*AUSGANGSTEXT*

= = = = = = =

Wenn es um die Kletterfähigkeiten von Light-E-MTBs und E-MTBs mit herkömmlichen Antrieben geht, finden sich bei beiden Konzepten Licht und Schatten. Ordentlich Pluspunkte sammeln die Standard-Antriebe von Shimano und Bosch, wobei der noch recht neue Bosch CX Race nochmals eine Extraportion Schub liefert. Gerade auf sehr steilen und ruppigen Uphill-Passagen gibt es kaum Alternativen zu der kräftigen und gut dosierbaren Unterstützung der «ausgewachsenen» Motoren. Das mühelosere Handling der mit Light-Antrieben ausgestatteten Bikes erkauft man sich nach heutigem Stand der Technik mit deutlich mehr Mühe im Uphill. Noch also muss man sich entscheiden, welchen Tod man sterben will.
Akustik – leise Töne mit light-Motor
Ganz klar die Nase vorn hat der Light-Antrieb von TQ bei den Fahrgeräuschen. Einleuchtend, schliesslich röhrt ein fetter V8-Motor in einem Muscle Car auch lauter als der Antrieb einer kompakten Familienkutsche. Was TQ mit dem im Motor verbauten Harmonic Pin Ring Getriebe geschafft hat, ist trotzdem imponierend. Der Motor summt beinahe unmerklich. Dessen Betriebsgeräusche gehen im Knirschen des Schotters und dem Holpern der Reifen über Wurzelteppiche so gut wie unter. So geht ein TQ-Bike nicht nur optisch, sondern auch akustisch leicht als Bio-Bike durch. Lässt man das Gewicht beiseite, sind Enduro-E-MTBs im Vergleich zu Light-E-MTBs sicher die besseren Allrounder. Damit lassen sich bergauf wie bergab herausforderndere Strecken bewältigen. Gleichzeitig funktionieren diese Power-Bikes aber auch bestens auf entspannten Bike-Touren. Der optimale Einsatzbereich von Light-E-MTBs dagegen liegt eher bei flowigen Trails, leicht welligem Terrain und sportiven Einsätzen mit höherem Eigenanteil am Vortrieb.

= = = = = = =

*UNBEARBEITETE DATENSÄTZE*
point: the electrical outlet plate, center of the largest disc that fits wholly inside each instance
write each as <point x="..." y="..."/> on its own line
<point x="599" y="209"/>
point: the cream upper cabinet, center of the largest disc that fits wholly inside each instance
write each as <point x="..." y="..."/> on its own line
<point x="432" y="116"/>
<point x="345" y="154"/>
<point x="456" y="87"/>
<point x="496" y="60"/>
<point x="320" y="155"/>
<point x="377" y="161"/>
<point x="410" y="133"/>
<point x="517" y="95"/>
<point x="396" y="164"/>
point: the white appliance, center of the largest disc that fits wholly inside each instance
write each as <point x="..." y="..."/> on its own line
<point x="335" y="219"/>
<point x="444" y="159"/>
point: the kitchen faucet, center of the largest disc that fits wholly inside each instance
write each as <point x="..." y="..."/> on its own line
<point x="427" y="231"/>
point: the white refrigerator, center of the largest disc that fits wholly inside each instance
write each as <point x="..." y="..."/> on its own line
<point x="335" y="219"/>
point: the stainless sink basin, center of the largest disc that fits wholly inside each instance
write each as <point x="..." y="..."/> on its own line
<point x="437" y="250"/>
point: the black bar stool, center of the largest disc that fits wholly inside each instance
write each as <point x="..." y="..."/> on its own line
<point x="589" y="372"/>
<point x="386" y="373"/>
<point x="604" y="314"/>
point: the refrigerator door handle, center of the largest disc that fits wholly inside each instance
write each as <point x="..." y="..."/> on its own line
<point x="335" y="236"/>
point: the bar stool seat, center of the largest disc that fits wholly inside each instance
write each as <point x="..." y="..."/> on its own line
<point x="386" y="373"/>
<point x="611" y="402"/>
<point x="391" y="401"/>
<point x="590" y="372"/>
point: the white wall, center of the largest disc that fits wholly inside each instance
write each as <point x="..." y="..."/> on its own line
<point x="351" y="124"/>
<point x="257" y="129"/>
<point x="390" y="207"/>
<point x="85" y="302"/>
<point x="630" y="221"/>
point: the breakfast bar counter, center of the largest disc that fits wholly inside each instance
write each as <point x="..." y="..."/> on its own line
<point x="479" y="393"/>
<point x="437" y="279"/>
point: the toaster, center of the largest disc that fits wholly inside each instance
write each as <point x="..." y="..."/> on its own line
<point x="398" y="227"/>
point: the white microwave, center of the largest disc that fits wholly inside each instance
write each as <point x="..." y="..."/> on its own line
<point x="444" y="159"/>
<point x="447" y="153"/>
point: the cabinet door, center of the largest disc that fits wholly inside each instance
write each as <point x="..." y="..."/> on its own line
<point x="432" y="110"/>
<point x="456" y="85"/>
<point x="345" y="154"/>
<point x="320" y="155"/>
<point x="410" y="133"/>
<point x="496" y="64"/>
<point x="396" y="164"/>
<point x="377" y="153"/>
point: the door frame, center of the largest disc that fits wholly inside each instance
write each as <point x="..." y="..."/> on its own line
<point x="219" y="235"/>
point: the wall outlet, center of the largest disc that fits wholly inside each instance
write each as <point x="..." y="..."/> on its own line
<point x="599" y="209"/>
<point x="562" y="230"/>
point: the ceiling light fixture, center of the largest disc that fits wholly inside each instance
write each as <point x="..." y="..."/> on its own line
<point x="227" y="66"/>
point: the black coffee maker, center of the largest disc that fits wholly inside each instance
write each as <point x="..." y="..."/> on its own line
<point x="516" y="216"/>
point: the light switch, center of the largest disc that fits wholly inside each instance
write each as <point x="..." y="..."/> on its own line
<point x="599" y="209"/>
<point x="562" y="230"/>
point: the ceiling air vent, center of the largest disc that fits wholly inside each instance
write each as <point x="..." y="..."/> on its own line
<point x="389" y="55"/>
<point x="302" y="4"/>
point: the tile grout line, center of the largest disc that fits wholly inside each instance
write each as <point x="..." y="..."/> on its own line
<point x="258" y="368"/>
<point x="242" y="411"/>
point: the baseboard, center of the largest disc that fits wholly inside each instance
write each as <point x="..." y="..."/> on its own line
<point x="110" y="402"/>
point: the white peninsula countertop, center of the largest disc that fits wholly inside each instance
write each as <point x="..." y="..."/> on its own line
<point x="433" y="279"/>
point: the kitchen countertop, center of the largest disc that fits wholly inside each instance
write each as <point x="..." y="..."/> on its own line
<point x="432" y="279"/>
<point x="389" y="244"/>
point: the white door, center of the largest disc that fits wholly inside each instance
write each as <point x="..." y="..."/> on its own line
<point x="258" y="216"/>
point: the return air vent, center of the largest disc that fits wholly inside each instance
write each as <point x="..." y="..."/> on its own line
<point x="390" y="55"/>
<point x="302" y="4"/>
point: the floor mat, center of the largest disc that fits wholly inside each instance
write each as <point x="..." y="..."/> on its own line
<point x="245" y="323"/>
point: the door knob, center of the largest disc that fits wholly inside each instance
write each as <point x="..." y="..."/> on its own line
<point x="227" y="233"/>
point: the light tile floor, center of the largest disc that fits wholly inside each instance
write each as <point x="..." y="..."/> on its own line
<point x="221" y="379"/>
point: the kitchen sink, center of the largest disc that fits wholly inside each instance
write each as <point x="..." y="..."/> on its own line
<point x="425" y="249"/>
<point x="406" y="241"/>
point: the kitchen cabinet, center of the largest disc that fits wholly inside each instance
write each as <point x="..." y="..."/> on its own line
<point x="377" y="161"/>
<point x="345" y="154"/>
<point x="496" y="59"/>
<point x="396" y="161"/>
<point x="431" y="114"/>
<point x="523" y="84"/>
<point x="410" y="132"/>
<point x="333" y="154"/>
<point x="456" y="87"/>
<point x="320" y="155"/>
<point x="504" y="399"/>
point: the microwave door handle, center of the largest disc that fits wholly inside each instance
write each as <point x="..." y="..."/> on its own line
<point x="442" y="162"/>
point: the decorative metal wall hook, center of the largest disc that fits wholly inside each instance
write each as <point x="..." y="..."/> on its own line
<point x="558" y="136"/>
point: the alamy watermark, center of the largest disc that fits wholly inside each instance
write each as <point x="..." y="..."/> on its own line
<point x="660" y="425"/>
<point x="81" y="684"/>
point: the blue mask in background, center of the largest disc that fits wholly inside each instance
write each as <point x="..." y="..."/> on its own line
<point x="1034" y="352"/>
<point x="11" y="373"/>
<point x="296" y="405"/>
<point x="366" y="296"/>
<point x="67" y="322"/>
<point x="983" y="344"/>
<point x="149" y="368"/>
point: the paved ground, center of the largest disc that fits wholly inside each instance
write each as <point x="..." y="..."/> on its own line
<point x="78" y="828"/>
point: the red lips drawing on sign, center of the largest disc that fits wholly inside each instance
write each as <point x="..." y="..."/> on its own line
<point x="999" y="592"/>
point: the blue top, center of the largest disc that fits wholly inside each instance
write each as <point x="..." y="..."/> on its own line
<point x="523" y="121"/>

= = = = = = =

*AUFGABE 1*
Welche Hersteller von E-MTB-Antrieben nennt der Ausgangstext über Light-E-MTBs und E-MTBs? Zähle sie alle auf.
*AUFGABE 2*
Schreibe den Ausgangstext über Light-E-MTBs und E-MTBs im Anschluss an seinen letzten Satz weiter.
Die Datensätze spielen hierfür keine Rolle.

*ANTWORT 1*
Shimano, Bosch, TQ

*ANTWORT 2*
Suche nach dem perfekten Allrounder
Deutlich geringer als bei den E-MTBs fallen die Gewichtsunterschiede der getesteten Bio-Bikes ohne E-Antrieb aus. Im Testfeld: Trail- und Enduro-Bikes. Wie sehr die beiden Kategorien inzwischen miteinander verschmelzen, demonstriert eindrucksvoll das Rocky Mountain Instinct Carbon 50. Das Trail-Bike der Schmiede von der kanadischen Westküste basiert auf dem gleichen Rahmen wie das Enduro-Modell Altitude aus gleichem Hause, welches aber 20 Millimeter mehr an Federweg mitbringt als unser Testbike. Entsprechend nähern sich die Kategorien nicht nur beim Gewicht an. Auch bei den Fahreigenschaften ist der Übergang fliessend. Hier ist ein klarer Trend erkennbar, nämlich die Suche nach einem optimalen Kompromiss aus guten Uphill-Qualitäten und starker Downhill-Performance. Der Schlüssel sind effiziente Fahrwerke, die die Kraft aus den Beinen gut in Vortrieb umsetzen und bergab den Federweg gut ausnutzen. Einen ähnlichen Weg wie Rocky Mountain geht Orbea mit dem Occam M10 LT, das den gleichen Rahmen nutzt wie das herkömmliche Occam mit 150 Millimetern Federweg aber 10 Millimeter mehr an Reserven bietet. Gleichzeitig beeindruckt die LT-Version mit immer noch sehr ordentlichem Vortrieb bergauf. Deutlich mehr Ausdauer und Kraft bergauf erfordern stark abfahrtsorientierte Enduros wie das Yeti SB 165. Zwar kosten solche Bikes mittlerweile auch bergauf weniger Schweiss als früher. Doch mit 15,8 Kilogramm ist das SB 165 schon fast so schwer wie die Light-E-MTBs im Test. Allerdings bietet das Yeti mit 180 Millimetern Federweg an der Gabel und 165 am Heck auch massig Heizreserven für wilde Ritte in rauem Terrain.
Testablauf
Das Testteam bestand aus unterschiedlichen Fahrertypen (Enduro- und Tourenfahrer). Vor jeder Fahrt wurden die Fahrwerke individuell auf jeden Fahrer abgestimmt. Nach jeder der ausgedehnten Runden hielt jeder Tester seine Eindrücke in einem Testbogen schriftlich fest. Nach den Testfahrten wurden die Ergebnisse im Plenum diskutiert und analysiert. Im Mittelpunkt stand weniger der Vergleich der Modelle untereinander. Ziel ist vielmehr, eine möglichst treffende, individuelle Analyse der Fahreigenschaften jedes Bikes herauszuarbeiten.